TASK BRIEF |
A single number is the whole answer: the count of lines in the records where "instance" occurs.

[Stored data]
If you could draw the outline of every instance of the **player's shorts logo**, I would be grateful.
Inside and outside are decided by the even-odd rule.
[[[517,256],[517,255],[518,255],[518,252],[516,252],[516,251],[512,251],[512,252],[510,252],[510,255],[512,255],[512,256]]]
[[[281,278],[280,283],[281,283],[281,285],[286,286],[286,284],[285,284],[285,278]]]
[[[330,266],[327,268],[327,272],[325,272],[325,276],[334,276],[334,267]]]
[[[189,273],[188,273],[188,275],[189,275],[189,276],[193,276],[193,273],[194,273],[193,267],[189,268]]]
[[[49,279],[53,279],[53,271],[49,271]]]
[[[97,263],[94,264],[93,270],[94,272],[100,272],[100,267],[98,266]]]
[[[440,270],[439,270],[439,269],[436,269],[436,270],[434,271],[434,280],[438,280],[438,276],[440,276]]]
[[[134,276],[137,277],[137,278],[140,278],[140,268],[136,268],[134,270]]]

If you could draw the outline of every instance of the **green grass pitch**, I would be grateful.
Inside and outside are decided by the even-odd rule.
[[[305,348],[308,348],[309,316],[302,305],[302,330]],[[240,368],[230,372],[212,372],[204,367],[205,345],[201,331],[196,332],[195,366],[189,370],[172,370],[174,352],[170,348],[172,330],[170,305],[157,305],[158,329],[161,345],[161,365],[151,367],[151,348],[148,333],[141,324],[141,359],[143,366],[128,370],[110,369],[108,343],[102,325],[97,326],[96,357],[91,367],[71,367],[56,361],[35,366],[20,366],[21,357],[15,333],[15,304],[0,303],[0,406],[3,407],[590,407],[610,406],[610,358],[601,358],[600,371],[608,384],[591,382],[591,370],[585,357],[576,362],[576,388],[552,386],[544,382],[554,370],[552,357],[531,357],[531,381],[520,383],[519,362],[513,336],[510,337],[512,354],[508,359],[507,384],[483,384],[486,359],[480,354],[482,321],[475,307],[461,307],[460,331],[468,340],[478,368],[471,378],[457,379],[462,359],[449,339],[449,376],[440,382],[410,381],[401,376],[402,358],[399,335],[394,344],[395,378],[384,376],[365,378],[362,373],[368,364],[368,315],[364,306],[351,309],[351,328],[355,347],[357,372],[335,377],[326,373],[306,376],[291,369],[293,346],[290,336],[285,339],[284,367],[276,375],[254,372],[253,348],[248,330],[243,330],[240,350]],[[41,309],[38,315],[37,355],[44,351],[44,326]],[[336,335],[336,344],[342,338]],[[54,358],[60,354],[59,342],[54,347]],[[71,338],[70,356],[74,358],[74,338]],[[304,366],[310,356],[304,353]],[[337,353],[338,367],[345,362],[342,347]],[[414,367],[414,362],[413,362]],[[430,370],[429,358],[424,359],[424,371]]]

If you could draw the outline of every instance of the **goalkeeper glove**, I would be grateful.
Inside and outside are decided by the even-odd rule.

SOLUTION BELOW |
3